What is needed ::
Below are some records; reproduce every one of them exactly.

The records ::

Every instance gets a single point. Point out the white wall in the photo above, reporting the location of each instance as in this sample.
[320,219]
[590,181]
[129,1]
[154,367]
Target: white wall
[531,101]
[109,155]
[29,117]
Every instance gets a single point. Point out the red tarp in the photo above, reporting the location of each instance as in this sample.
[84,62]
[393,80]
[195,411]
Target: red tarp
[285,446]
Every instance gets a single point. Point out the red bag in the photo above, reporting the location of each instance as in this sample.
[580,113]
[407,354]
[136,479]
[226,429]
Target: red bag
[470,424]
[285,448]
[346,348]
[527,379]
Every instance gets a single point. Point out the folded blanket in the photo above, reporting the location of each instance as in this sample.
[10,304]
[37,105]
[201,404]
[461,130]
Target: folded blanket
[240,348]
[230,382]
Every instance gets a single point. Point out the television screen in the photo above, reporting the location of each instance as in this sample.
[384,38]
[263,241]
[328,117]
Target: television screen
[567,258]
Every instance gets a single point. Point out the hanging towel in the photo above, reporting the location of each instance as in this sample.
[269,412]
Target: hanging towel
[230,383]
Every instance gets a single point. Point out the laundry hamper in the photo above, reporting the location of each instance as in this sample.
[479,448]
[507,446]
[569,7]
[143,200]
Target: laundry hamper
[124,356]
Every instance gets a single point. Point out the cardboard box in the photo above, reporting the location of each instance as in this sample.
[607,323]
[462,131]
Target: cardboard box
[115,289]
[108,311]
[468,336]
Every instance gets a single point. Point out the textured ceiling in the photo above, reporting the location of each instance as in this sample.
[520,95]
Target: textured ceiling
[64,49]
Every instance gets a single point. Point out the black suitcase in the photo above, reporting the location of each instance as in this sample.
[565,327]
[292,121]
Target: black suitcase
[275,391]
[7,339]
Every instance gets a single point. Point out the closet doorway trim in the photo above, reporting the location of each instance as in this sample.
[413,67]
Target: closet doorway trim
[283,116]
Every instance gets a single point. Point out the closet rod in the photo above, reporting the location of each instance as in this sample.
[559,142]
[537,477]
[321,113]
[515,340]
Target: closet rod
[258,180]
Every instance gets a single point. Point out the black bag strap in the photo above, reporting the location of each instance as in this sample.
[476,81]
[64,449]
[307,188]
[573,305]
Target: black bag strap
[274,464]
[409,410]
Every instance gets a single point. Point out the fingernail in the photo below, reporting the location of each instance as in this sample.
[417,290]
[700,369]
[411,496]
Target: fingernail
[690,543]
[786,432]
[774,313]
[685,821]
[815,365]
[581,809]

Complete output ::
Every instance gets a single point. Point out the white wall in the photo above, reporting the location of each instance as in this sample.
[320,219]
[590,181]
[129,1]
[154,367]
Target: white wall
[531,101]
[109,155]
[29,117]
Every instance gets a single point. Point out the red tarp in the photo above, reporting the location of each instance as in this sample.
[84,62]
[393,80]
[195,411]
Target: red tarp
[285,446]
Every instance gets a single point. Point out the red bag in the photo above, reporting the location of each instance as in this sample.
[580,113]
[407,354]
[136,479]
[226,429]
Target: red bag
[470,424]
[285,448]
[346,348]
[527,379]
Every instance gets a single point. Point out the folded blanket in the photo above, reporting the location of each instance as in this sample.
[10,304]
[37,105]
[201,404]
[461,130]
Target: folded blanket
[240,348]
[230,382]
Every instance gets a single point. Point out the television screen in the photo above, reporting the location of each instance as in this sample.
[384,38]
[263,241]
[328,117]
Target: television screen
[567,258]
Every instance gets a single point. Point out the hanging towel in the photo above, reporting the location of each instance as in this sample.
[269,412]
Target: hanging towel
[230,383]
Every instance gets a single point. Point out the laundry hamper in the photo above, reporting the location of each instance as in this sample.
[479,448]
[507,446]
[569,7]
[143,200]
Target: laundry hamper
[124,356]
Every instance gets a single point. Point out the cardboard box in the photo above, reporting the location of each instance as in this sample.
[607,323]
[462,131]
Target: cardboard box
[115,289]
[108,311]
[468,336]
Every instance gets a single point. Point out the textured ceiling in the photo above, reporting the location of each instance as in this sample.
[520,95]
Target: textured ceiling
[64,49]
Every instance gets a single point. Point out the black suitcase in the photo above, reporting the location of each instance as in this sample.
[565,327]
[292,121]
Target: black suitcase
[275,391]
[7,339]
Every instance gets a single point. Point out the closet doorway trim in the photo above, reporting the location of each instance as in this sample.
[413,67]
Target: closet doorway trim
[283,116]
Every instance gets a single point. Point out the closet rod in the photo above, reporting the location of each instance as in this sample.
[559,142]
[537,477]
[321,113]
[515,340]
Target: closet rod
[258,180]
Every instance gets a single point. Point out the black bag strap in the photo above, reporting the location of each instance as in this sample.
[476,81]
[64,449]
[307,188]
[573,305]
Target: black bag strap
[274,464]
[409,410]
Every instance gets a single point. Point out the fingernail in the photo below, reporting the location of each instance as in this sample.
[417,290]
[700,369]
[411,496]
Target: fingernail
[690,543]
[786,432]
[774,313]
[685,821]
[815,365]
[581,809]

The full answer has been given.